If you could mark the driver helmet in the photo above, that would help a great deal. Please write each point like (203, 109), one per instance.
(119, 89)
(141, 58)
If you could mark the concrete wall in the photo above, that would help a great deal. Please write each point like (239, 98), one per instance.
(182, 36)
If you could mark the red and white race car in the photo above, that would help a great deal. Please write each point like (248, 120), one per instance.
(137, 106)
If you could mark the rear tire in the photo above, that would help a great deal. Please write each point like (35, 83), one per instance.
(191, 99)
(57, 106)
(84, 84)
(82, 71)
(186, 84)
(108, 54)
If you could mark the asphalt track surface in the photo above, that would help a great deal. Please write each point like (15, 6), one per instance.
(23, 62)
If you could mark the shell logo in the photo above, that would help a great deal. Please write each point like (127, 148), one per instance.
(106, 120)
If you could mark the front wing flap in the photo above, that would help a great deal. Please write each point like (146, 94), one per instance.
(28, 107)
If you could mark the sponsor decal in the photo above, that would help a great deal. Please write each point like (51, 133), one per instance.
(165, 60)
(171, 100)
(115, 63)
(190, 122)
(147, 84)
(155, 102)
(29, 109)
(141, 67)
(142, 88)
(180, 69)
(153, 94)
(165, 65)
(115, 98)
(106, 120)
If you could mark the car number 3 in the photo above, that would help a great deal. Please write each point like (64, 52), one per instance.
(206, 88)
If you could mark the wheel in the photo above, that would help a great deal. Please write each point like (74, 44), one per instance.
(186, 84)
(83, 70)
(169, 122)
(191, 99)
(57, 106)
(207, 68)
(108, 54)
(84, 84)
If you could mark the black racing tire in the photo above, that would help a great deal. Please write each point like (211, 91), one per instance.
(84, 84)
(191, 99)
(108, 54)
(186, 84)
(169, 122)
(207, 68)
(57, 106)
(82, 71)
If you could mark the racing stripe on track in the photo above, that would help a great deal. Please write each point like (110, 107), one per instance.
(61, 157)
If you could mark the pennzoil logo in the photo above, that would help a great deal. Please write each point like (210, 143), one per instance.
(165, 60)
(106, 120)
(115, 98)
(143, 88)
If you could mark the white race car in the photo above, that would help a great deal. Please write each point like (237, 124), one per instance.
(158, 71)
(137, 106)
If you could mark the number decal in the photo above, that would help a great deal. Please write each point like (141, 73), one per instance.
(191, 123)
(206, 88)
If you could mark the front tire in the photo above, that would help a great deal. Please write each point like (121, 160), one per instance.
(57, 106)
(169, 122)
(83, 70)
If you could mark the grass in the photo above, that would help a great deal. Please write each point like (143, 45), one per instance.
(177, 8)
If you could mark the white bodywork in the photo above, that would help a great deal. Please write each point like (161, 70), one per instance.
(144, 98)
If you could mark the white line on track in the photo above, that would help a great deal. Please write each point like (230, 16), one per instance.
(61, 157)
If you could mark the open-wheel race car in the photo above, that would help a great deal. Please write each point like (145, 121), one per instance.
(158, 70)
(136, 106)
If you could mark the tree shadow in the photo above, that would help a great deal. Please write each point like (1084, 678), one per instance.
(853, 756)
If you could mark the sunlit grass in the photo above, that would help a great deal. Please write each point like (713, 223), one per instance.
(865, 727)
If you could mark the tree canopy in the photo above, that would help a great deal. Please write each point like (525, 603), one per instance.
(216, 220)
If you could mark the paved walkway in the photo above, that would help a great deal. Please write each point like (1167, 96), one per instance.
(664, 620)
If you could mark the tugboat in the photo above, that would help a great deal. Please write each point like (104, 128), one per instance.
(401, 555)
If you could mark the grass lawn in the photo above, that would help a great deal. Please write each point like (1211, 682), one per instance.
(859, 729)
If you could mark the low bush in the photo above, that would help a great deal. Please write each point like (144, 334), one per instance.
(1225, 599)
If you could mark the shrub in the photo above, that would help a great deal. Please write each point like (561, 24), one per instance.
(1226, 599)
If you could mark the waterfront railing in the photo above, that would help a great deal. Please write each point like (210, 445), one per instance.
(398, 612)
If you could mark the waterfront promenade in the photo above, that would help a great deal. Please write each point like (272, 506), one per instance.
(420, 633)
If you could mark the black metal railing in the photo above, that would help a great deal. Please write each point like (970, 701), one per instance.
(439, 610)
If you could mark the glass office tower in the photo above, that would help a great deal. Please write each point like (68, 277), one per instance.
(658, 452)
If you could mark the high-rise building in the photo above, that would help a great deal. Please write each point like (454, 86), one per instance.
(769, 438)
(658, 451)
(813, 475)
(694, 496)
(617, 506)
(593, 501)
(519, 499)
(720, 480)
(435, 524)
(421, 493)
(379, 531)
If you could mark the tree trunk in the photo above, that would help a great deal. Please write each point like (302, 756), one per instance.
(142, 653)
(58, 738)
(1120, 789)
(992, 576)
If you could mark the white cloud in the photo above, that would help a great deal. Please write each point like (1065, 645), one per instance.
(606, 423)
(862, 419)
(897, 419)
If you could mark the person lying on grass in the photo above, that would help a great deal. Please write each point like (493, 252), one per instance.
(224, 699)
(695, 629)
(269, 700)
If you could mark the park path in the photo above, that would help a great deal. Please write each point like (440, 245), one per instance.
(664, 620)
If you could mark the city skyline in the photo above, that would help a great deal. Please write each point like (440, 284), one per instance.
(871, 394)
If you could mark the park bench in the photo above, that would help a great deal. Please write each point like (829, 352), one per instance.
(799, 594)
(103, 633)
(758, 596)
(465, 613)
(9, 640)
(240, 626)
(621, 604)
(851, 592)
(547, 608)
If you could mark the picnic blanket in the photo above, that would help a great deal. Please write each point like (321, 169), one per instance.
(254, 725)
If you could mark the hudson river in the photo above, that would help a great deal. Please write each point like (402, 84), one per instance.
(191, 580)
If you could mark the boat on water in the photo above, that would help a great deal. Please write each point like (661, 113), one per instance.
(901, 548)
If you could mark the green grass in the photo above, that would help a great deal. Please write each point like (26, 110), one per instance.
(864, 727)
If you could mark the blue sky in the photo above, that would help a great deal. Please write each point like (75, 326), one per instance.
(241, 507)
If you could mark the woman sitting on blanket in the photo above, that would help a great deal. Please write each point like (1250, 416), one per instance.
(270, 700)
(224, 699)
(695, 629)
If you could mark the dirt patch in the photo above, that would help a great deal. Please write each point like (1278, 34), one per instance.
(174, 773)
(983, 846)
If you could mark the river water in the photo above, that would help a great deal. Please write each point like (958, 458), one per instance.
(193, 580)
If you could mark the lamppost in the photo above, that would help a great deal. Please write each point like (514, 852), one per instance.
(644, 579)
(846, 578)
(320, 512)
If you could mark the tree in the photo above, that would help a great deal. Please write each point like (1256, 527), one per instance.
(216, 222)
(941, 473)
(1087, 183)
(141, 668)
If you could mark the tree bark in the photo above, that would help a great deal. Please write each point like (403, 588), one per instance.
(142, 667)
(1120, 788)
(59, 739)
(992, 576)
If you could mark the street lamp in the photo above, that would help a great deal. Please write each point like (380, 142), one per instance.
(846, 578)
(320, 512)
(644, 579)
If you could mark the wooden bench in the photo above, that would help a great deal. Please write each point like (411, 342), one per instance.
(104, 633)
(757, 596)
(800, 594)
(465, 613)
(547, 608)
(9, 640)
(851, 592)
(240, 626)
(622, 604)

(Required action): Repeat all of the data exactly.

(Expected answer):
If you could mark the driver helmet in the photo above, that would help a great deal. Please write each point like (203, 109), one per instance.
(119, 89)
(141, 58)
If you could mark the concrete wall in the photo above, that would help a great deal. Please write each point like (239, 98), one per instance.
(182, 36)
If you could mark the red and white race car in the photo above, that would help a great deal. Please write each point like (248, 120), one per instance.
(137, 106)
If you could mark the rear tire in the photo above, that would help a great deal. Please write each point like (35, 83), one per instance.
(191, 99)
(57, 106)
(84, 84)
(82, 71)
(186, 84)
(108, 54)
If you could mark the asphalt track surface in the photo above, that would help a great deal. Please write each point like (15, 6), one per instance.
(23, 62)
If you could mark the shell logo in the photo above, that would help a great deal. Please write each point like (127, 148), one per instance.
(106, 120)
If you could mark the front wing flap in the photo above, that would help a great deal. Please write each point like (146, 94), one per instance.
(28, 107)
If you could mark the sponsor decal in the photo above, that would help a great deal. Please write each point like (51, 133), one per instance.
(165, 60)
(171, 100)
(115, 63)
(190, 122)
(147, 84)
(155, 102)
(29, 109)
(141, 67)
(142, 88)
(180, 69)
(153, 94)
(165, 65)
(115, 98)
(106, 120)
If you could mark the car number 3 in the photo above, that would help a great deal. Please write each point like (64, 52), one per instance.
(206, 88)
If you could mark the wheel in the photo above, that would help a great deal. Please write each point like (74, 44), one per instance.
(186, 84)
(83, 70)
(169, 122)
(191, 99)
(57, 106)
(207, 68)
(108, 54)
(84, 84)
If you could mark the black racing tire in the photo above, that would help a great deal. Please write each point like (211, 91), one per instance.
(84, 84)
(191, 99)
(108, 54)
(186, 84)
(169, 122)
(207, 68)
(57, 106)
(82, 71)
If you could mark the racing stripe on track in the photo above, that would help a great deal. Please write each point like (110, 107), one per instance.
(61, 157)
If you could mark the pennzoil logo in the photo above, that would help a great deal. Please write each point like (210, 143), one per instance.
(165, 60)
(106, 120)
(115, 98)
(143, 88)
If you could mark the white race car in the photo above, that would help a great deal. Please write each point like (237, 124), one per instance.
(158, 71)
(137, 106)
If you could mark the number decal in the photo above, that would help a great deal. Please write each point like (141, 73), one per instance.
(191, 123)
(206, 88)
If you could mark the front tire in the photo above, that would help a great deal. Please write each point like (121, 160), one per instance.
(57, 106)
(169, 122)
(83, 70)
If you could mark the grass in the photo above, that would help a great deal. Please write each point like (143, 45), one per instance.
(177, 8)
If you could mark the white bodywork in the photo above, that would help a great deal. Please write each point like (161, 70), one per instance.
(144, 98)
If you could mark the white line on track in the photo above, that would help a great deal. Please write each point like (230, 16), one per instance.
(61, 157)
If you could mark the open-wheel race car in the photo above, that would help a great deal. Please write each point like (145, 121), one per instance.
(158, 70)
(136, 106)
If you could mark the tree shadow in the photo above, that would help a great deal. Please write each point like (1084, 678), one per instance.
(853, 756)
If you could mark the sunlit grass in the photo above, that would help a great deal. Please write each point like (713, 223), one per instance.
(865, 727)
If you could mark the tree canopy in the photo above, that would help a great deal. Please write each point like (525, 603), one per instance.
(216, 220)
If you could mark the paved walkway in the photo above, that would help a great deal. Please write each point like (1167, 96), one per instance.
(664, 620)
If you could mark the tugboat in the photo above, that would help a great deal. Please write each point like (104, 128), one per instance.
(401, 555)
If you could mark the grass lawn in the photo above, that would help a great deal. Please write each point like (1211, 682), one per instance.
(859, 729)
If you could mark the low bush in the photo above, that would help a great deal. Please write each point like (144, 334), one per instance.
(1225, 599)
If you could mark the shrub in the photo above, that would help a great deal. Please write each point like (561, 24), one per instance.
(1226, 599)
If you could mark the waterfront railing in the photo above, that would help a great deal. Please write each point like (210, 445), one per instance.
(398, 612)
If you could mark the waterfront promenade in the photo above, that would help a great deal. Please write each point like (272, 506), one per instance.
(420, 633)
If you could mark the black metal railing in the photo above, that would help a great deal. Please write each point like (970, 701), one per instance.
(439, 610)
If you could mark the glass office tower in the photo above, that would help a great deal. Please write each point like (68, 277), one per instance.
(658, 452)
If you could mark the high-rise building in the photo above, that would help a great deal. Please write each point like (454, 86), one per instance.
(769, 438)
(658, 451)
(813, 475)
(694, 496)
(617, 506)
(593, 501)
(519, 499)
(720, 480)
(435, 524)
(421, 493)
(379, 531)
If you could mark the tree trunk in the photo above, that would help a great deal. Please write each point like (302, 756), one per instance.
(142, 653)
(58, 738)
(1120, 789)
(992, 576)
If you could mark the white cloud in the photo above, that would help a great deal. Please write each point like (1065, 645), one per instance.
(606, 423)
(862, 419)
(897, 419)
If you could mark the person lying on grass in the photo above, that would help a great deal. Please write each point like (493, 252), one per instance.
(224, 699)
(695, 629)
(269, 700)
If you could mark the park path in the photo above, that would help a great deal. Please write each point like (440, 245), one per instance.
(664, 620)
If you could mark the city skyline in the photo above, that would help a great deal. Please write each point like (440, 284), one per instance.
(871, 394)
If you could mark the park bench in the photo above, that would help a great deal. Please write each point like (829, 352), one per instance.
(799, 594)
(103, 633)
(758, 596)
(465, 613)
(9, 640)
(240, 626)
(621, 604)
(851, 592)
(547, 608)
If you could mark the picnic blanket in the photo above, that would help a great deal. Please write each point like (321, 169), one per instance.
(254, 725)
If you could mark the hudson river in the photo above, that would help a great deal. Please write each point like (402, 84), one per instance.
(191, 580)
If you could mark the boat on water in the photo above, that would help a great deal. Please write each point like (661, 113), one per instance.
(901, 548)
If you could mark the green grass in the photo above, that would help a great deal. Please write each point like (26, 110), one per instance.
(864, 727)
If you could mark the blue sky in the photo above, that would help a great deal. Please write each point like (75, 326), one per instance.
(241, 507)
If you could mark the woman sitting on blanket in the photo above, that would help a great deal. Please write each point like (1250, 416), one per instance.
(270, 700)
(224, 699)
(695, 629)
If you could mark the dirt patch in the photo above, that would help a great deal. Please write each point like (1278, 34), one per instance.
(174, 773)
(983, 846)
If you could mark the river water in the photo above, that would help a great deal. Please write each point like (958, 458), one per instance.
(193, 580)
If you could mark the lamppost in the photo above, that would help a great deal. Please write each point like (514, 852), one per instance.
(644, 579)
(846, 578)
(320, 512)
If you could mark the tree in the photo above, that would help a great deal. Please write each point like (1256, 527), one per instance.
(216, 222)
(941, 473)
(1087, 183)
(141, 668)
If you could mark the tree bark in the photo above, that would help a great deal. Please write each point like (403, 588), one per instance.
(142, 667)
(1120, 788)
(59, 739)
(992, 576)
If you could mark the street lamp in the photo above, that would help a great deal. Please write each point like (380, 142), one per instance.
(846, 578)
(320, 512)
(644, 579)
If you could mark the wooden bench in the photo above, that would help a great deal. Please write each point like (411, 342), one per instance.
(104, 633)
(757, 596)
(800, 594)
(465, 613)
(547, 608)
(9, 640)
(851, 592)
(240, 626)
(622, 604)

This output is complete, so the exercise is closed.